## DOCUMENT
_ _ _ _ _
9. Pour débouter le salarié de ses demandes au titre du licenciement sans cause réelle et sérieuse, après avoir rejeté celles formées au titre de l'illicéité des moyens de contrôle, l'arrêt retient que le système de géolocalisation utilisé par la société était licite comme respectant les exigences légales dès lors que, s'agissant de conducteurs routiers, salariés itinérants qui ne disposaient pas d'une autonomie dans l'organisation de leur travail, l'employeur était légitime à recourir à ce système de géolocalisation afin de contrôler la durée du travail, ce qui ne pouvait être effectué par d'autres moyens de contrôle et que le salarié ne pouvait invoquer un détournement de la finalité du système mis en place qui visait à suivre l'ensemble des chauffeurs routiers dans leurs déplacements, la sanction n'étant pas un objectif en soi, mais la conséquence d'un manquement du salarié à ses obligations contractuelles.

10. Il énonce ensuite que les erreurs de manipulation reprochées au salarié consistant à enregistrer en temps de travail ou en disponibilité des heures de repos, ou à gonfler artificiellement la durée de certaines tâches, sont établies, au vu des pièces produites.

11. En statuant ainsi, alors qu'elle avait constaté que les données recueillies au moyen du système de géolocalisation installé dans le véhicule conduit par le salarié et qui avait pour seule finalité déclarée auprès de la Commission nationale informatique et libertés et présentée au comité d'entreprise et soumise à l'information des salariés, le suivi des chauffeurs routiers dans leurs déplacements afin de localiser les marchandises sensibles et de permettre un meilleur choix en exploitation, avaient été utilisées par l'employeur pour, d'une part, contrôler la durée du travail quand le véhicule était pourtant équipé d'un chronotachygraphe et, d'autre part, surveiller le salarié et contrôler en permanence sa localisation en couvrant les pauses et les périodes de repos, entrant alors dans la sphère de sa vie personnelle, ce dont il résultait que l'employeur avait détourné de sa finalité le traitement des données personnelles issues de la géolocalisation et avait porté atteinte à la vie personnelle du salarié, en sorte que ce moyen de preuve tiré de la géolocalisation était illicite, la cour d'appel a violé le texte susvisé.

Portée et conséquences de la cassation

Le moyen ne formulant aucune critique contre les motifs de l'arrêt fondant la décision de débouter M. [F] de sa demande en paiement de rappel d'heures, outre les congés payés afférents, la cassation ne peut s'étendre à cette disposition de l'arrêt qui n'est pas dans un lien de dépendance avec les dispositions de l'arrêt critiquées par ce moyen.
_ _ _ _ _
## VOTRE OBJECTIF
Pour chacune des affirmations suivantes, indiquez par oui ou par non si elle concorde avec le document, en citant à l'identique les mots qui tranchent. 1. Le système de géolocalisation avait pour seule finalité déclarée le contrôle de la durée du travail. 2. Le véhicule conduit par le salarié était équipé d'un chronotachygraphe. 3. La cassation s'étend à la disposition qui déboute M. [F] de sa demande en paiement de rappel d'heures. La liste qui suit n'a aucun rapport avec le document.
_ _ _ _ _
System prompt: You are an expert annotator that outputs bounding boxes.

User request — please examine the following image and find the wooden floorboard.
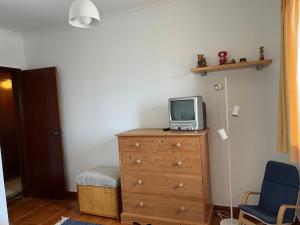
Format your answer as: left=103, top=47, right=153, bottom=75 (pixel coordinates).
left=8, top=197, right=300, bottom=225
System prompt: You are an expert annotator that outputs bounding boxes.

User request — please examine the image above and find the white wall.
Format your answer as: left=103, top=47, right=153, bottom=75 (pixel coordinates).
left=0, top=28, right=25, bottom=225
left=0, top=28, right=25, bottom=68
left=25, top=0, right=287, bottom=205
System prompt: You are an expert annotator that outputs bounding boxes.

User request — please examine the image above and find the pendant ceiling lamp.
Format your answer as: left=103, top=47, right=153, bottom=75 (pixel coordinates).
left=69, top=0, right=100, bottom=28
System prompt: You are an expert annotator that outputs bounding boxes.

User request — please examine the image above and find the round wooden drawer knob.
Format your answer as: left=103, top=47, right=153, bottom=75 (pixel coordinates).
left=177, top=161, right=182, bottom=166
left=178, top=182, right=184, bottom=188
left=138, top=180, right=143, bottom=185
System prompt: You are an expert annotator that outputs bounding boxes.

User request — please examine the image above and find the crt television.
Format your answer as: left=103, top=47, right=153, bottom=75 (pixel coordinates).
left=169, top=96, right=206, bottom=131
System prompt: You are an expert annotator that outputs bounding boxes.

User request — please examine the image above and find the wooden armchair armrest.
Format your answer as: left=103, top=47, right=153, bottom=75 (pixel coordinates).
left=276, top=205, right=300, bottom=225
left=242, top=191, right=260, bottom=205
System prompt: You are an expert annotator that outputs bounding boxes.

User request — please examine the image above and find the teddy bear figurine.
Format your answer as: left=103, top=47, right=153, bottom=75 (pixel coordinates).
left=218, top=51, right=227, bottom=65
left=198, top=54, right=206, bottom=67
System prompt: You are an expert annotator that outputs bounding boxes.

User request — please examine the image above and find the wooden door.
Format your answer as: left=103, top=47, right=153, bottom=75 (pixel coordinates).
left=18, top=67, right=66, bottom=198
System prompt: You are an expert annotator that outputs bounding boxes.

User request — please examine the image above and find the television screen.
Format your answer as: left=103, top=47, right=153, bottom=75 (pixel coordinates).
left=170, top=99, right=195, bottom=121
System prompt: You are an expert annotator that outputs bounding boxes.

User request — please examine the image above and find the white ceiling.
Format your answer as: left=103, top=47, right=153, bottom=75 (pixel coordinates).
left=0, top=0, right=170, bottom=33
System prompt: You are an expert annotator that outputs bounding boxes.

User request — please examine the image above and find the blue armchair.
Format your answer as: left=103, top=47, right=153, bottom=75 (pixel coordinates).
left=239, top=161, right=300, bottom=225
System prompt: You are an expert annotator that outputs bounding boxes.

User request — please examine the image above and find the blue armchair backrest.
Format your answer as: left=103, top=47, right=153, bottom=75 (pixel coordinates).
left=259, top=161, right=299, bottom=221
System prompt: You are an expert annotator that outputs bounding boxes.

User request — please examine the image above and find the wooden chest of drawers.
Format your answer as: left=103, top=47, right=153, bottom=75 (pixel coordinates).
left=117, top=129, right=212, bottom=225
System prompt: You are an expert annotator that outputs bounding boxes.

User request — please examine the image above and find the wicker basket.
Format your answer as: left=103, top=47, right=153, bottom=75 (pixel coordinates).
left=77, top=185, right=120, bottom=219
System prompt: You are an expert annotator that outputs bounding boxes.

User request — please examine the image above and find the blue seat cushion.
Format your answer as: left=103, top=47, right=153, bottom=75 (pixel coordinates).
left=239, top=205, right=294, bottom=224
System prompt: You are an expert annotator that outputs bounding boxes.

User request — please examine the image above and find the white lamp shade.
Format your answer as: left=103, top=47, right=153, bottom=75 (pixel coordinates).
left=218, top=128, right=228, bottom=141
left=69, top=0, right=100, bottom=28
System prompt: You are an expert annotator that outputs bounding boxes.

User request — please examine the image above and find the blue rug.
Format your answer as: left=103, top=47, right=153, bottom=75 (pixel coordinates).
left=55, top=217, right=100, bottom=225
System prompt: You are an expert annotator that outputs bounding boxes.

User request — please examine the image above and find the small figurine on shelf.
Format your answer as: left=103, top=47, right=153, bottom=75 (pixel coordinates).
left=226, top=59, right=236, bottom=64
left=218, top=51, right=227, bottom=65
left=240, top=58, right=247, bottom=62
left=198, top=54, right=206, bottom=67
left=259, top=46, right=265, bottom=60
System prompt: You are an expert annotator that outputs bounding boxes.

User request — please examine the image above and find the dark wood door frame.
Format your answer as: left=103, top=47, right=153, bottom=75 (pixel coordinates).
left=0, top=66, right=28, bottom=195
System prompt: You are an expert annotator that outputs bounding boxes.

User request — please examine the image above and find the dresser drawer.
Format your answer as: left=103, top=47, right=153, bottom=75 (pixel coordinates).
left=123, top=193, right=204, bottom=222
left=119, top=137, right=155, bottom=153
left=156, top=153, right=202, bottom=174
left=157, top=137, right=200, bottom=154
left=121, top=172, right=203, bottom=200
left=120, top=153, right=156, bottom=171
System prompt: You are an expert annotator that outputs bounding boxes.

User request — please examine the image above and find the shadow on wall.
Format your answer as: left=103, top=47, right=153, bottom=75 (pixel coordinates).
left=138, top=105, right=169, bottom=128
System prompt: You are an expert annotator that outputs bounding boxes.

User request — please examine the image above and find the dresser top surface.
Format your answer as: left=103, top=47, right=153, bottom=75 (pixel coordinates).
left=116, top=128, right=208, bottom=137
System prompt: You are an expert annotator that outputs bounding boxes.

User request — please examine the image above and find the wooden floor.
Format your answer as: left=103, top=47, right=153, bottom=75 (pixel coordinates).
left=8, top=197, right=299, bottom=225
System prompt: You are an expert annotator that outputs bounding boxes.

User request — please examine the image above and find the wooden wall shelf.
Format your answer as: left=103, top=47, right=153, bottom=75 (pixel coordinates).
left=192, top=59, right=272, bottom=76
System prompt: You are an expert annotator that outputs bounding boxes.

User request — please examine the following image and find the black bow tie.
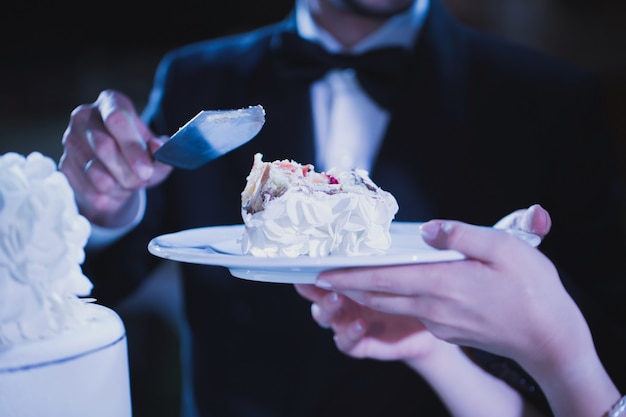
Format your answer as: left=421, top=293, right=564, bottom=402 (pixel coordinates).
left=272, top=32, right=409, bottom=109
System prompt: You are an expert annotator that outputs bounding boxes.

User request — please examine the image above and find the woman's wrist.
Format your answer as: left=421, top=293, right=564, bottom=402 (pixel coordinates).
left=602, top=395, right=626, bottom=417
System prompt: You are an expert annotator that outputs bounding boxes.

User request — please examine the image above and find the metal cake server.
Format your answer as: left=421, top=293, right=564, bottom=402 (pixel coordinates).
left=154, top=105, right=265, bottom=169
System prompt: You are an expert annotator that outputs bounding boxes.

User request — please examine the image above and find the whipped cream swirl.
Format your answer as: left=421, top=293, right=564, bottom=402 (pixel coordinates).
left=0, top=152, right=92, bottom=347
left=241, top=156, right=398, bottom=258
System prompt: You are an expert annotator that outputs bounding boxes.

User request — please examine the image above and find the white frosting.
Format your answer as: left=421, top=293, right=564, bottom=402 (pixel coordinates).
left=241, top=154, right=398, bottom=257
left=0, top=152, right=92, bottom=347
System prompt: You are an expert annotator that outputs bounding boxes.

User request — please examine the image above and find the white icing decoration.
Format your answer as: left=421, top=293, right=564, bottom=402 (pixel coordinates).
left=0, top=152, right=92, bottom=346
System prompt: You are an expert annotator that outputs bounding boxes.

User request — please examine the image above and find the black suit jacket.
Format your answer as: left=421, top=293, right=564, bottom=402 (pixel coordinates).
_ _ _ _ _
## RÉPONSE AU PROBLÈME
1. Non : « qui avait pour seule finalité déclarée auprès de la Commission nationale informatique et libertés et présentée au comité d'entreprise et soumise à l'information des salariés, le suivi des chauffeurs routiers dans leurs déplacements afin de localiser les marchandises sensibles et de permettre un meilleur choix en exploitation ».
2. Oui : « quand le véhicule était pourtant équipé d'un chronotachygraphe ».
3. Non : « la cassation ne peut s'étendre à cette disposition de l'arrêt ».